We have validated the LBM for time-harmonic flows by comparing the simulation results with those obtained from numerically solving the Navier Stokes equations with FEM. As an experimental geometry we used the geometry of the human vascular system, the AA together with one of its major abdominal branches, the SMA. We compared velocity and pressure profiles of simulated time-harmonic blood flow for both methods and demonstrated a very good agreement. The maximum differences for velocity profiles were greatest next to the vessel walls. These were less than 10%. The maximum difference, as a function of time, was 6%. Moreover, the spiraling of the flow profiles in the AA and the time of vortex formation in SMA coincided with both methods.

The main purpose of this paper is to demonstrate that the LBM is a good alternative for computational hemodynamics. It is self evident that validation of a this new method against existing established methodologies (that is, using Navier-Stokes solvers) is an important step. We have drawn the Navier Stokes solution data for comparison from previous work by Jeays et al. [23]. We have chosen to focus our own efforts on demonstrating that the LB solver can reproduce the published Navier Stokes analysis by Jeays et al. [23] of a complex transient flow pattern in an arterial bifurcation, with the flow domain constructed from a medical image and the boundary conditions based on in vivo measurements. Some papers (e.g Ku et al [30], Ford et al. [31] have focused on the validation of Navier-Stokes solvers in the context of arterial flows, both by direct measurement in vivo and by measurement in anatomically-realistic experimental phantoms. In contrast, the emphasis in this manuscript is whether the numerical simulations produce an accurate solution of the problem posed. It is very well established that the most important determinant of any arterial flow, particularly in terms of the important local features such as flow separations, is the geometry. The whole point of the current work is to demonstrate that these local details are comparable between the LB solver and an established Navier Stokes solver. This paper confirms that the LBM represents a viable alternative to the Navier Stokes solvers for complex transient flow, in this case in an arterial bifurcation. It was quite remarkable that LBM stayed stable for such large Re = 3300 numbers. As for the computational expenses, LBM is less memory consuming and reported (see ref. [20]) to have computational times comparable to the FEM. With the modified simulator (see ref. [32]) we expect LBM to perform even faster.

[Records shown]:
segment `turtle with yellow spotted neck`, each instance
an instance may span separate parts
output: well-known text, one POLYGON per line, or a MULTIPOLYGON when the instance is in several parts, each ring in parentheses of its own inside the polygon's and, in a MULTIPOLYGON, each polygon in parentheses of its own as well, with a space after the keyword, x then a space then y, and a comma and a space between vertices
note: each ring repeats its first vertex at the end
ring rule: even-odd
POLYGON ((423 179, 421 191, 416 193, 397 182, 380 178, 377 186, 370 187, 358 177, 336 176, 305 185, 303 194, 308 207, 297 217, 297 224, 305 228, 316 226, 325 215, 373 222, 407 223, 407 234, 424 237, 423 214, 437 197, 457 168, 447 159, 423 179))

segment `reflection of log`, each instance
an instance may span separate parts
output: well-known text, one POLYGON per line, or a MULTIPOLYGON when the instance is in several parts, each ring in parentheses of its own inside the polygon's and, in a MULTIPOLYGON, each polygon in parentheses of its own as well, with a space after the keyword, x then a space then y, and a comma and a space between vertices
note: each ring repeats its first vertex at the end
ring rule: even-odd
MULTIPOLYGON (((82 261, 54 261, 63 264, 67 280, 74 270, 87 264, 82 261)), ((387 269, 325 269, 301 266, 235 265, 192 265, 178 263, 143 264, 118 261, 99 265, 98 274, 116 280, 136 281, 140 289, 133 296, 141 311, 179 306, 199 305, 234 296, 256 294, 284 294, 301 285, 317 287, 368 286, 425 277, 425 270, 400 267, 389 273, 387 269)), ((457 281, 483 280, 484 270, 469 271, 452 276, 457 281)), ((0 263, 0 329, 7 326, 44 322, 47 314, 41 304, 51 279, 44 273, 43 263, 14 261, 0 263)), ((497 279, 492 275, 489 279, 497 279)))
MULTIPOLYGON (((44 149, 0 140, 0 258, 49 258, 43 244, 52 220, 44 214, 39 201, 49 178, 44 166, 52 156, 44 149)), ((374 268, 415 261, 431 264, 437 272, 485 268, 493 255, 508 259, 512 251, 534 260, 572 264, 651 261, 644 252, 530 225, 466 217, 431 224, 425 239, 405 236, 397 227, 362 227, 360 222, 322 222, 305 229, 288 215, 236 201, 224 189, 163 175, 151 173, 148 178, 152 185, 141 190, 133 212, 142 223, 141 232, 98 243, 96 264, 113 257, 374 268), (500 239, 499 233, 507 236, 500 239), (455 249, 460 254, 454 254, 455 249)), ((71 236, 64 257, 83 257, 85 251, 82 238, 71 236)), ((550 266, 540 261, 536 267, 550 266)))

[What you are asked to do]: Resume the passage comparing LBM and FEM blood-flow simulations, starting right after its final sentence.

[Written reply]:
With the increasing interest in using LBM for computational hemodynamics [15, 17, 18] this study shows that LBM can be considered to be an alternative as a solver for computational hemodynamics, producing results of equal quality to Navier Stokes solvers.

Another main difference between both methods lies in the mesh generation, which for LBM is obviously much easier. Moreover, suggested by Bernsdorf in his thesis [33], the LBM seems to be very well suited for the use in multiphysics models, for instance in blood clotting studies [34].